───── TEXT BLOCK ─────

# Should this be my new uds



## john trotter (May 28, 2015)

IMAG0185.jpg



__ john trotter
__ May 28, 2015






Hi all just wanted your thoughts got this today do i make it into a uds / bbq  any ideas


----------



## kc5tpy (May 28, 2015)

Hello John.  Those tanks are usually thin but so is a drum.  Many of us have 2-3-8 different BBQs.  We use a different "cooker" depending on what we are cooking.  I believe you have a UDS so your low and slow is pretty much covered.  I may be wrong.  For a tank that size I would make it a hot and fast grill.  Something you can throw 2-6 steaks/chops on, add some wood chips and grill hot and fast for 2-7 minutes each side.  Can even smoke a 2-4 chicken quarters for you and the Missus done indirect.  No need to fire up the larger smoker.  Just my thoughts.  Keep Smokin!

Danny


----------



## smokin monkey (May 29, 2015)

Yes, big Kettle BBQ.


----------



## wade (May 30, 2015)




----------



## kc5tpy (May 30, 2015)

Hello.  Rethinking my first post:  Guy's I think the picture is deceiving.  That is why my first post.  I don't think it is as big as it appears.  Tell you what John; give us some rough dimensions.  Not counting the legs how tall is the tank.  "eyeball" a rough diameter of the tank.  It should DEFINITELY be use in some sort of a BBQ cooker/smoker.  Rather than a UDS I would think about maybe buying the vents and fire grate and having something like a Weber as Steve and Wade suggest.  BUT, my bet is that tank is 40-47cm diameter and 50-60 cm tall.  Do you have a use for a small hot smoker like that?  Cut the lid 2/3rds up the side from the level of  the fire grate and it should  work well for a small hot smoker.  Would you be better served with a small grill?  You could even make the fire grate adjustable so that you have a small hot smoker AND a small hot grill.  Could even be your cold smoker if it will hold the quantities you are after.  Just my thoughts.  Keep Smokin!

Danny


----------



## smokin monkey (May 31, 2015)

Look what I found a picture of!













image.jpg



__ smokin monkey
__ May 31, 2015






Smokin Monkey


----------

─────

• _WRITTEN EXERCISE 1_: List the usernames of the members who posted in the forum thread, giving each one once.
The forum thread and the entries that come next are unrelated material.

───── AVAILABLE RECORDS ─────

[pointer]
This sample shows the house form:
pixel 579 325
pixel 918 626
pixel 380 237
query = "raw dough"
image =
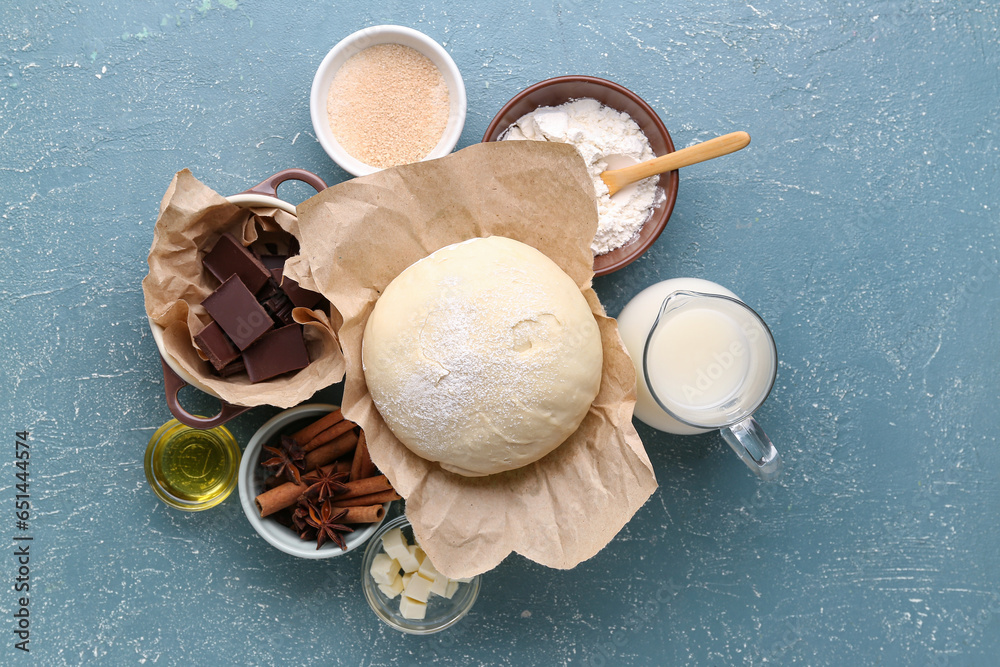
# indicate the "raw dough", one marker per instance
pixel 483 356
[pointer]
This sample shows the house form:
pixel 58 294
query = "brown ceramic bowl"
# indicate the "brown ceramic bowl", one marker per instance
pixel 562 89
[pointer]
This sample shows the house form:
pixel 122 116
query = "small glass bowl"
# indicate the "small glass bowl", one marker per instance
pixel 191 469
pixel 442 613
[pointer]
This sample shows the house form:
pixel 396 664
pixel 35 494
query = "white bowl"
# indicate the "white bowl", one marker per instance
pixel 251 480
pixel 357 42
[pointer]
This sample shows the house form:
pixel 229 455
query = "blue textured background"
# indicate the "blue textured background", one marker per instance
pixel 861 222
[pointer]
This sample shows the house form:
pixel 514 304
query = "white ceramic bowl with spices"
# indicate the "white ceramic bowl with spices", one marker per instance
pixel 251 483
pixel 356 43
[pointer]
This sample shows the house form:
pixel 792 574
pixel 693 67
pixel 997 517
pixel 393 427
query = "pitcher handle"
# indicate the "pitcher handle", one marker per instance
pixel 753 446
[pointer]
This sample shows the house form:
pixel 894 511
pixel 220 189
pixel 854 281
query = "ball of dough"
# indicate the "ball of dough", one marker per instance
pixel 483 356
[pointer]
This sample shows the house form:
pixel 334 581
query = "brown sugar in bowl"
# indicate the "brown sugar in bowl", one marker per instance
pixel 559 90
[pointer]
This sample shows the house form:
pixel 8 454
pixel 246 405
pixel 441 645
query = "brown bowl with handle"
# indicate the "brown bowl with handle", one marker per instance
pixel 559 90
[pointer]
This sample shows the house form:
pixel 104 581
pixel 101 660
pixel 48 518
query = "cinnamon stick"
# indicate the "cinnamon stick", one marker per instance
pixel 309 432
pixel 279 498
pixel 285 495
pixel 363 487
pixel 331 451
pixel 369 514
pixel 330 434
pixel 360 453
pixel 371 499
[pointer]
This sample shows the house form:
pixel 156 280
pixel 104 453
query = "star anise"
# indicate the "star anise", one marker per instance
pixel 325 485
pixel 325 523
pixel 289 459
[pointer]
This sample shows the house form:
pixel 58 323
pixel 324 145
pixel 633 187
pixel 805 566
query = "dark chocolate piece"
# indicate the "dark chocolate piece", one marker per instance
pixel 233 368
pixel 272 262
pixel 269 290
pixel 238 313
pixel 229 258
pixel 277 352
pixel 302 298
pixel 279 307
pixel 213 342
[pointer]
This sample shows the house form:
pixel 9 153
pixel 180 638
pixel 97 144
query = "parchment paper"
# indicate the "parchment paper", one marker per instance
pixel 192 217
pixel 359 235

─────

• _WRITTEN EXERCISE 2_: State how many lines of the entries contain the string "ball".

• _REPLY 1_: john trotter, kc5tpy, smokin monkey, wade

• _REPLY 2_: 2